▸ **YOUR GOAL**:
Could you quote, exactly as they stand, the lines running from the one with "One point goes on every instance of the seated" to the final line of the material?

Data records:
»»

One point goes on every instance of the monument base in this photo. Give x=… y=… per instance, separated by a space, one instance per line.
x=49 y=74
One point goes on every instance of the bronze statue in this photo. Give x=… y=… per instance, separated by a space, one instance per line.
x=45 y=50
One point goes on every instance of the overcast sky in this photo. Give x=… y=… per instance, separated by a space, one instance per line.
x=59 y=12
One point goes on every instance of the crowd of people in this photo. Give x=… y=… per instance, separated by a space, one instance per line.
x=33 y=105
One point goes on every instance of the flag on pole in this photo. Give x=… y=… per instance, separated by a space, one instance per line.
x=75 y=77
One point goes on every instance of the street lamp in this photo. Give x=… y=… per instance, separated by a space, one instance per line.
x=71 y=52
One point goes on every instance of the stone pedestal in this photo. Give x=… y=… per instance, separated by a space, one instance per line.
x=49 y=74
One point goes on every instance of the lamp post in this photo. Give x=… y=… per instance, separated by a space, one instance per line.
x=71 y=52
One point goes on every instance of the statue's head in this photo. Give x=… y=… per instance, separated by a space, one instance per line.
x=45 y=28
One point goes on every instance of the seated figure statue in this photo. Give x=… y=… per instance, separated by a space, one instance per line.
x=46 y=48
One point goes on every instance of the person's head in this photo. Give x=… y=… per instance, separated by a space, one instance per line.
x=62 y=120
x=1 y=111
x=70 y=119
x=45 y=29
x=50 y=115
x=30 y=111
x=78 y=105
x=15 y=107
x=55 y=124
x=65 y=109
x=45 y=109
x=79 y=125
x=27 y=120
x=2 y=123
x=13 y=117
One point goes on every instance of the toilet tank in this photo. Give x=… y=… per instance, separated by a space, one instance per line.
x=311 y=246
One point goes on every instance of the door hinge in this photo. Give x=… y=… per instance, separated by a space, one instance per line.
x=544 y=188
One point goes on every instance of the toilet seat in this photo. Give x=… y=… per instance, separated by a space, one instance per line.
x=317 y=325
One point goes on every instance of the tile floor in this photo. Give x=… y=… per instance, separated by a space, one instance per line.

««

▸ **REPLY**:
One point goes on every instance of the seated figure statue in this photo. Give x=… y=… per instance, separated by a space, one instance per line.
x=46 y=48
One point goes on every instance of the person's head in this photo. Give x=… y=… per instance, separated by a space, one instance per line.
x=62 y=120
x=1 y=111
x=70 y=119
x=45 y=29
x=50 y=115
x=30 y=111
x=78 y=105
x=15 y=107
x=55 y=124
x=65 y=109
x=45 y=109
x=79 y=125
x=27 y=120
x=2 y=123
x=13 y=117
One point goes on every instance of the toilet tank in this photo. Give x=… y=… per instance, separated by a space, one instance per line.
x=311 y=246
One point goes on every instance of the door hinge in this photo. Give x=… y=… per instance, separated by a space, one instance per line.
x=544 y=188
One point goes on every instance of the toilet seat in this photo. Give x=… y=… per instance, separated by a space, one instance per line.
x=317 y=325
One point goes on every instance of the tile floor in this photo. Give x=… y=… per instance, separated by a space, one instance per line.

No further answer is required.